(Dataset excerpt)
--- BEGIN ---

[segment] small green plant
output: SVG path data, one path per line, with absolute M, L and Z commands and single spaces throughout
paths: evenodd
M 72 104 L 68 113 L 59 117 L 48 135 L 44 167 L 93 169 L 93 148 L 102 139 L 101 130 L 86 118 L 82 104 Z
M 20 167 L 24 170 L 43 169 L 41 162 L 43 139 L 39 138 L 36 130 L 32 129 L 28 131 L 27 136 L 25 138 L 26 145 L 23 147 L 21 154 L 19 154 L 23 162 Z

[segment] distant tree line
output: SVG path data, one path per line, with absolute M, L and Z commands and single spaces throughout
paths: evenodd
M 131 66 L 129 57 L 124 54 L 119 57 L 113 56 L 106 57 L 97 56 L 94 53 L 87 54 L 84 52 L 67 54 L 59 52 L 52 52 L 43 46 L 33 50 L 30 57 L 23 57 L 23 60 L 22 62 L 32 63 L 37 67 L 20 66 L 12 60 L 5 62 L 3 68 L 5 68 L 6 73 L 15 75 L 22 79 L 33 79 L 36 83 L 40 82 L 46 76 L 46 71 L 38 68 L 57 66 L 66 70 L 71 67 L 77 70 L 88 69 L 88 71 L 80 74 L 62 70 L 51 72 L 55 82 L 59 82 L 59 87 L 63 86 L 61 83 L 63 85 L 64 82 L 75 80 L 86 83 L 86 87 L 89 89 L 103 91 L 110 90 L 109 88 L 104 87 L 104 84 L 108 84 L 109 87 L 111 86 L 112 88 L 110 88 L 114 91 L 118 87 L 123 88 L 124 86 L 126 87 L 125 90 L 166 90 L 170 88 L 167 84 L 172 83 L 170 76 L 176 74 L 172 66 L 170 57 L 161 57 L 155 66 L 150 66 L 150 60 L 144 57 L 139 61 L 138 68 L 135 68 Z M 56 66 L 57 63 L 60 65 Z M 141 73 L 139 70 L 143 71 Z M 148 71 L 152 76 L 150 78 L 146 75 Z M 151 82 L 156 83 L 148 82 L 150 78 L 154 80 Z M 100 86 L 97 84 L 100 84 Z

--- END ---

## Problem description
Copy every line of the data above verbatim.

## Task output
[segment] small green plant
output: SVG path data, one path per line, with absolute M, L and Z commands and single spaces throughout
paths: evenodd
M 72 104 L 68 113 L 59 117 L 48 135 L 44 167 L 93 169 L 93 148 L 102 139 L 101 130 L 86 118 L 82 104 Z
M 20 167 L 24 170 L 43 169 L 41 162 L 43 139 L 39 138 L 36 130 L 32 129 L 28 131 L 27 136 L 25 138 L 26 145 L 23 147 L 21 154 L 19 154 L 23 162 Z

[segment] distant tree line
output: SVG path data, one path per line, with absolute M, L and Z commands and single spaces throughout
paths: evenodd
M 131 66 L 129 57 L 124 54 L 119 57 L 113 56 L 106 57 L 97 56 L 94 53 L 87 54 L 84 52 L 67 54 L 59 52 L 52 52 L 43 46 L 33 50 L 30 57 L 23 57 L 23 60 L 22 62 L 32 63 L 37 67 L 20 66 L 12 60 L 5 62 L 3 68 L 5 68 L 6 73 L 15 75 L 22 79 L 33 79 L 36 83 L 40 82 L 46 76 L 46 71 L 38 68 L 57 66 L 66 70 L 71 67 L 77 70 L 88 69 L 88 71 L 80 74 L 62 70 L 51 72 L 55 82 L 59 82 L 59 87 L 63 86 L 61 83 L 63 85 L 64 82 L 75 80 L 86 83 L 86 87 L 89 89 L 103 91 L 110 90 L 109 88 L 104 87 L 104 84 L 108 84 L 109 87 L 111 86 L 112 88 L 110 88 L 114 91 L 118 87 L 123 88 L 124 86 L 126 87 L 125 90 L 166 90 L 170 88 L 167 84 L 172 83 L 170 76 L 176 74 L 172 66 L 170 57 L 161 57 L 155 66 L 150 66 L 150 60 L 144 57 L 139 61 L 138 68 L 135 68 Z M 56 66 L 57 63 L 60 65 Z M 141 73 L 139 70 L 143 71 Z M 148 71 L 152 76 L 150 78 L 146 75 Z M 151 82 L 156 83 L 148 82 L 150 78 L 154 80 Z M 100 86 L 97 84 L 100 84 Z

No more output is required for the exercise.